• [TRY IT] Can you print the data exactly and leave out each image?

• [MATERIAL FOR THIS EXERCISE]
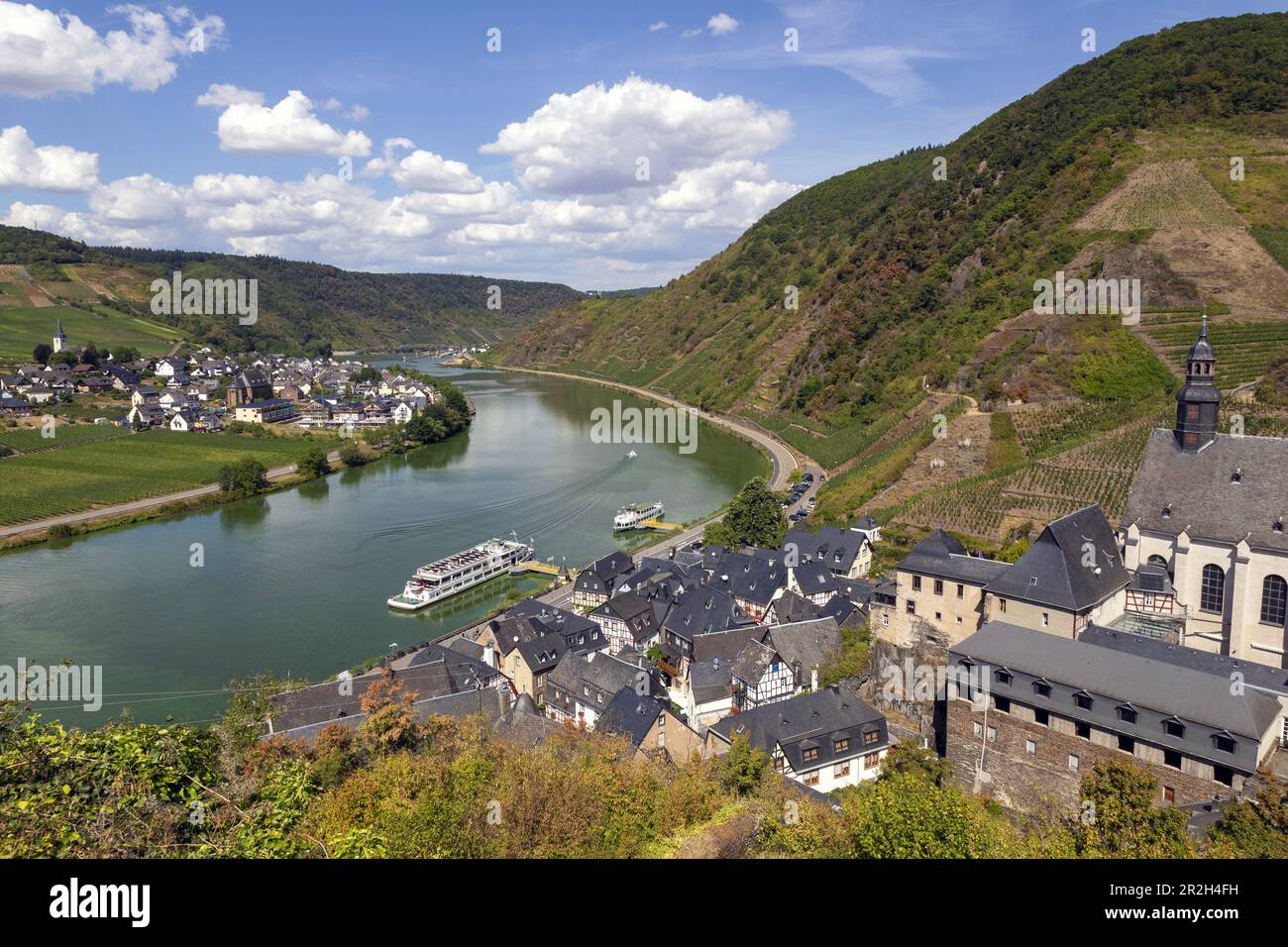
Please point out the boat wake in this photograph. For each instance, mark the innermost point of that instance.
(545, 506)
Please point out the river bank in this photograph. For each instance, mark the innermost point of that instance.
(294, 582)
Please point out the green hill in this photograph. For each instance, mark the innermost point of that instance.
(909, 283)
(301, 304)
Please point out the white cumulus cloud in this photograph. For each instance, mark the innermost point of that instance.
(46, 167)
(43, 53)
(593, 140)
(223, 94)
(287, 128)
(721, 24)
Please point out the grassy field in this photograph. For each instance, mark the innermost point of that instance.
(24, 328)
(128, 468)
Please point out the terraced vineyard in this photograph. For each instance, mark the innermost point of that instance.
(1044, 425)
(127, 468)
(991, 506)
(1243, 350)
(33, 441)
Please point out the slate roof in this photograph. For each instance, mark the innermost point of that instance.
(630, 715)
(1052, 573)
(490, 702)
(1197, 488)
(524, 723)
(794, 607)
(724, 647)
(612, 566)
(815, 579)
(829, 545)
(1274, 680)
(439, 672)
(708, 681)
(805, 643)
(756, 657)
(838, 609)
(944, 557)
(1198, 696)
(748, 578)
(810, 720)
(603, 674)
(700, 609)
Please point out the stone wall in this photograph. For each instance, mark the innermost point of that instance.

• [COMPLETED EXERCISE]
Please point out the boat wake in this photograph. For each instance, mark the innermost point of that instance.
(545, 506)
Please point out the river bank in this photograph. For each instance, mark the innermost point of that instance.
(294, 582)
Please point out the green hill in this photograph. For each instance, mark the innermost point of that instance.
(909, 283)
(301, 304)
Please point out the white cumulus cloud in this photograph. For each instance, mark the innermost point of that instance.
(46, 167)
(43, 53)
(593, 140)
(223, 94)
(287, 128)
(721, 24)
Please point out the grassy field in this photograph. For each instance, mark the innermost point of that instance.
(24, 328)
(128, 468)
Please point out the terraced vineyard in this photograph. For each instance, mark the innermost point of that instance.
(1044, 425)
(127, 468)
(991, 506)
(1243, 350)
(33, 441)
Please point out the slate roof in this photograph. For each instance, mark the innermost point of that instance.
(630, 715)
(1052, 573)
(490, 702)
(1197, 488)
(524, 723)
(794, 607)
(724, 647)
(612, 566)
(815, 579)
(829, 545)
(1274, 680)
(439, 672)
(708, 681)
(805, 643)
(756, 657)
(838, 609)
(944, 557)
(1198, 696)
(748, 578)
(810, 720)
(603, 674)
(700, 609)
Please point out the stone wall in this photograph. For each instance, mark the innermost point of that instance.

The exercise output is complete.